→ **PROMPT**:
Output the lines of the listing as a numbered list, from the first line of the listing through the line that contains "pixel 196 235", and leave out any blank lines.

(Pointing records for named objects)
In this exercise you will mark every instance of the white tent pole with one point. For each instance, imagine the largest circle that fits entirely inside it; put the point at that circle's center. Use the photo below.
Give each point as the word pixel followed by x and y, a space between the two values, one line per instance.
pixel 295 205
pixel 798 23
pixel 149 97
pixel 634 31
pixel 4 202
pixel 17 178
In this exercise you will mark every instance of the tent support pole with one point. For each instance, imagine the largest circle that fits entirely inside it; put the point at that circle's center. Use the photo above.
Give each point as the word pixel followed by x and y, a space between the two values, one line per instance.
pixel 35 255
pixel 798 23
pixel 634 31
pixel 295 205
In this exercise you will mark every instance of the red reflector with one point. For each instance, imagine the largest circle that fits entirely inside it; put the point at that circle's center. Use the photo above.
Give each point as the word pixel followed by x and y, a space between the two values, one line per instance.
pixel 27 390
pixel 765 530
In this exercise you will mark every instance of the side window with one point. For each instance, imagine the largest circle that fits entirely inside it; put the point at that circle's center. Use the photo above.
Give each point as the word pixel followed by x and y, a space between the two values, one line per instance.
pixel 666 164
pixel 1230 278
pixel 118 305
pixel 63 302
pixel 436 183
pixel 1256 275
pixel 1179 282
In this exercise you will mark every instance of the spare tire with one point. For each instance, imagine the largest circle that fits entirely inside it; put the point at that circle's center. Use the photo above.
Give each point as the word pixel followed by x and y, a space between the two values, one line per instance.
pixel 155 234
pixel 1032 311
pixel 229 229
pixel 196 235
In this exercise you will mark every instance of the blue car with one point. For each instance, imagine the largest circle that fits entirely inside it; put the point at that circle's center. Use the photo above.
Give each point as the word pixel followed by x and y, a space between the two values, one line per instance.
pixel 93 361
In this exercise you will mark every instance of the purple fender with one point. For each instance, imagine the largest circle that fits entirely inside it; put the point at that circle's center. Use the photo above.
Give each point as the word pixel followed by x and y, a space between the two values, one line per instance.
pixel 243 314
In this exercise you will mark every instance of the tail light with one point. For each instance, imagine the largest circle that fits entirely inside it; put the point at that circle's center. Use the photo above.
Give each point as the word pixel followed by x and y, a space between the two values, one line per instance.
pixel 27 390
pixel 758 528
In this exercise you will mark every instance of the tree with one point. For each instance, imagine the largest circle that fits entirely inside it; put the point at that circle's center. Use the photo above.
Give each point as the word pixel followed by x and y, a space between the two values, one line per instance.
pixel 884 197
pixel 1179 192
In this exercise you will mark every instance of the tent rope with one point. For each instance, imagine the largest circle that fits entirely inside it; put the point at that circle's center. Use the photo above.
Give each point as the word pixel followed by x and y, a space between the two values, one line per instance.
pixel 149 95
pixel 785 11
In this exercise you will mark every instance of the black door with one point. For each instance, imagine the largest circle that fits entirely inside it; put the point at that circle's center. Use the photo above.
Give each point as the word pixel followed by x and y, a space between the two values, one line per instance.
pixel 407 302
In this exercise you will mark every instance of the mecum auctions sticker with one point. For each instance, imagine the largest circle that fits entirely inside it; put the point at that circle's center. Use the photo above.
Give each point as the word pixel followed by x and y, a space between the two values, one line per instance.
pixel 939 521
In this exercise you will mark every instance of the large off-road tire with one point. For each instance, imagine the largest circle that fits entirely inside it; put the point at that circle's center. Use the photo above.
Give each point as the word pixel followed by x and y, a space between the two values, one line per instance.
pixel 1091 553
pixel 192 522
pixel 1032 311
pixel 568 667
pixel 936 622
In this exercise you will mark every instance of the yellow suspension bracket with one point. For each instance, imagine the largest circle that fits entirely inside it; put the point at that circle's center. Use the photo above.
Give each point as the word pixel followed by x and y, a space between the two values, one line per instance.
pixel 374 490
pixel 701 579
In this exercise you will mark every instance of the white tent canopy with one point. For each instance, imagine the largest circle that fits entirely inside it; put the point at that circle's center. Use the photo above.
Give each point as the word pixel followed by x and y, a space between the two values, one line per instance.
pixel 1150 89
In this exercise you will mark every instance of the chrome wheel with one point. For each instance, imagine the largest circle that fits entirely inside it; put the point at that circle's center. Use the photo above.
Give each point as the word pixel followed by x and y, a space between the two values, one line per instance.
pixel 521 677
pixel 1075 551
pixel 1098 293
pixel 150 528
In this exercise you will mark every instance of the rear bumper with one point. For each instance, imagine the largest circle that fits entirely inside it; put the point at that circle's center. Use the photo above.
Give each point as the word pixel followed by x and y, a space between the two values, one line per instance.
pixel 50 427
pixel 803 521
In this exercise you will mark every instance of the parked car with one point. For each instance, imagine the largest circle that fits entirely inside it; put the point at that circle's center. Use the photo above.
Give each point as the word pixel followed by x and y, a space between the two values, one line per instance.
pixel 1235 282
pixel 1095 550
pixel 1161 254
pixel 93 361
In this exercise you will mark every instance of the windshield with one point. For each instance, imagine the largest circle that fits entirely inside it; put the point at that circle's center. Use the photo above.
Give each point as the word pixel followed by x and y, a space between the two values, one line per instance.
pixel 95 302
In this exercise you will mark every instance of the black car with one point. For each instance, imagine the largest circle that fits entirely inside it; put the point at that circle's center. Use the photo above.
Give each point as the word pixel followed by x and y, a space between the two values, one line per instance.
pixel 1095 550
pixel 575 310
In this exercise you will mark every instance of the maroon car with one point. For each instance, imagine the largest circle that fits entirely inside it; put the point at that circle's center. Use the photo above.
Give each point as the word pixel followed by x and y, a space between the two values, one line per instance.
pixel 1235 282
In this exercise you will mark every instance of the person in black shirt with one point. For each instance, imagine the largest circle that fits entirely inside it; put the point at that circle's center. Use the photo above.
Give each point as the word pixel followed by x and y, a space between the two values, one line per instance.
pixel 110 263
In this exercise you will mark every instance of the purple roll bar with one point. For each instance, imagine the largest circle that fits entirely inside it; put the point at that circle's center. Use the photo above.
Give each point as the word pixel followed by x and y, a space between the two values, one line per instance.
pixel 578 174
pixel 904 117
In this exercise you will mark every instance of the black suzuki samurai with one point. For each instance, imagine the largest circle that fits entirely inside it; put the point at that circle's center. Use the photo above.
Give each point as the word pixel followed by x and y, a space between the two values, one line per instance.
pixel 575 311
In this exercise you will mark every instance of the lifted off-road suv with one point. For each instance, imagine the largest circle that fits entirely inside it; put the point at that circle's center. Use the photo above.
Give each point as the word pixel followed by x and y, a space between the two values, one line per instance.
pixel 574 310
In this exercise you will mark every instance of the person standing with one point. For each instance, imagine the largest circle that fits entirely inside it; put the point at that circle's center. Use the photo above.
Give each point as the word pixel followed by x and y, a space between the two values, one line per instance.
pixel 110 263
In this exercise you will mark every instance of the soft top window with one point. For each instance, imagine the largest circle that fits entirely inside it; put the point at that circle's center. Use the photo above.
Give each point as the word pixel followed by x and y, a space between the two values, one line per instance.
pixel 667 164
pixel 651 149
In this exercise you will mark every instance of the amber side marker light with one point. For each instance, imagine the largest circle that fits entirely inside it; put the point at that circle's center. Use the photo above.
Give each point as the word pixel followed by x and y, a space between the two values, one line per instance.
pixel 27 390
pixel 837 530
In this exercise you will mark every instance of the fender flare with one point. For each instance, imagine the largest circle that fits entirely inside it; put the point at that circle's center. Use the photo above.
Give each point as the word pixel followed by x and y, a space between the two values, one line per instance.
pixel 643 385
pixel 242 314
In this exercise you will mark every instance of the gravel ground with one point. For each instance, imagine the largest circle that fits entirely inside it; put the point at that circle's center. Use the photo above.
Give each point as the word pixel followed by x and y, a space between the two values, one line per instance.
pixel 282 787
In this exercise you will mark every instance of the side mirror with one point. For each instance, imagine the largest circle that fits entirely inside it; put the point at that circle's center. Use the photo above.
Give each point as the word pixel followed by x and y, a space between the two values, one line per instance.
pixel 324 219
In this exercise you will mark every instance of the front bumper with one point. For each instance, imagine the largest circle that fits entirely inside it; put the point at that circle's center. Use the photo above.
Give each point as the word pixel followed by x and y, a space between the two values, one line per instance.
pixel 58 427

→ **FINAL RESULT**:
1. In this exercise you will mark every instance of the white tent pole with one point. For each instance, imagine the largest circle that fits entirely inside it; put the point at that circle's center. Use the photo below.
2. Give each point as the word pixel followed by x and y, a space between the two values, one line per instance.
3. pixel 295 205
4. pixel 798 23
5. pixel 149 97
6. pixel 634 31
7. pixel 4 202
8. pixel 17 178
9. In this exercise you will mark every instance of the tent support pole with one point. For each instance, imagine the largest circle that fits entirely inside it; put the point at that circle's center. Use the photo above.
10. Give each point as the word pixel followed by x and y, a space between the two values, one line per instance.
11. pixel 35 255
12. pixel 798 23
13. pixel 634 31
14. pixel 295 205
15. In this exercise you will mark every instance of the red reflector with one point. For each instance, imagine the largest circle that fits entirely inside it; put the point at that circle's center. Use the photo above.
16. Give each point as the word pixel followed by x and y, a space between the two values, one line per instance.
17. pixel 27 390
18. pixel 765 530
19. In this exercise you will mark every instance of the side window with one point. For each instance, imagine the largest circle that fits entirely inside it; put the point at that circle's center. Use the photo above.
20. Give each point as the word pixel followed by x and y, a space between the two values, one line per instance.
21. pixel 666 164
22. pixel 1230 278
23. pixel 118 305
24. pixel 63 302
25. pixel 436 183
26. pixel 1256 275
27. pixel 1179 282
28. In this exercise you will mark every instance of the spare tire with one point. For each instance, imagine the largest circle that fits entirely inside it; put the point at that circle's center. Use the photo above.
29. Give each point as the word pixel followed by x and y, a space between the two values, one line per instance.
30. pixel 155 234
31. pixel 1032 311
32. pixel 229 229
33. pixel 196 235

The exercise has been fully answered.